>> begin Excerpt provided
The entrepreneurial frenzy of Horizon Two is different because a relatively small number of people shape the future, while others merely live it. This horizon features the often novelty-hungry and finance-driven work of creating new worlds within our existing reality through cosmopoeisis. However, the extent to which technology or even innovation in general changes the world is moot, especially in terms of what Campagna calls ‘destiny’. As argued previously, there is a recurring and widely recognised pattern of societal adaptation that I call the h2minusvortex whereby prevailing powers co-opt innovation to maintain the status quo, and the French expression ‘plus ça change, plus c’est la même chose’ prevails. It seems to me that vision worth having is ‘H2plus’ i.e. innovation with some endemic immunity to horizon one’s cooptive power.
New visionaries will have the intellectual and imaginative capacity to lift us beyond a fixation with the triage of time-sensitive prioritsing and problem-solving, towards the challenge of working with legacy institutions towards the transition to get towards transformation, which is a completely different world. The sine qua non of the visionary is holding the vision of the transformed world in a way that informs the transitional struggle.
>> end Excerpt provided
Exercise set:
(a) In the excerpt on innovation horizons, condense the paragraph beginning "New visionaries will have" into a short bulleted list that keeps its main points.
(b) Write the next part of the excerpt on innovation horizons, starting after its final sentence.
The records were taken from a different source than the excerpt.
>> begin Supplied data
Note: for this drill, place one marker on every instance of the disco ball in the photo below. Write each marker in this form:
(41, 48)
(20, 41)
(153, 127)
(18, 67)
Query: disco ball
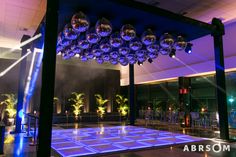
(106, 57)
(135, 44)
(69, 33)
(153, 48)
(165, 51)
(99, 60)
(128, 32)
(124, 63)
(105, 46)
(114, 54)
(65, 56)
(116, 40)
(83, 44)
(152, 55)
(89, 55)
(77, 50)
(180, 43)
(59, 48)
(124, 50)
(92, 37)
(103, 27)
(113, 61)
(148, 37)
(140, 53)
(62, 41)
(130, 56)
(132, 61)
(141, 59)
(83, 58)
(122, 59)
(166, 40)
(80, 22)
>> end Supplied data
The responses:
(a)
- New visionaries will be able to move us past a fixation on triaging time-sensitive priorities and solving problems.
- They will take on the challenge of working with legacy institutions through the transition toward transformation, a completely different world.
- The essential requirement of a visionary is to hold the vision of the transformed world in a way that informs the transitional struggle.

(b)
Great work can be done in the first two horizons, and lives can be well-lived there, but if you recognise we are living in a metacrisis, even the best work of the first two horizons does not feel adequate to the task of overcoming systemic delusion, unless you are in conversation with horizon three.
The metacrisis is the historically specific threat to truth, beauty, and goodness caused by our persistent misunderstanding, misvaluing, and misappropriating of reality. The metacrisis is the crisis within and between all the world’s major crises, a root cause that is at once singular and plural, a multi-faceted delusion arising from the spiritual and material exhaustion of modernity that permeates the world’s interrelated challenges and manifests institutionally and culturally to the detriment of life on earth.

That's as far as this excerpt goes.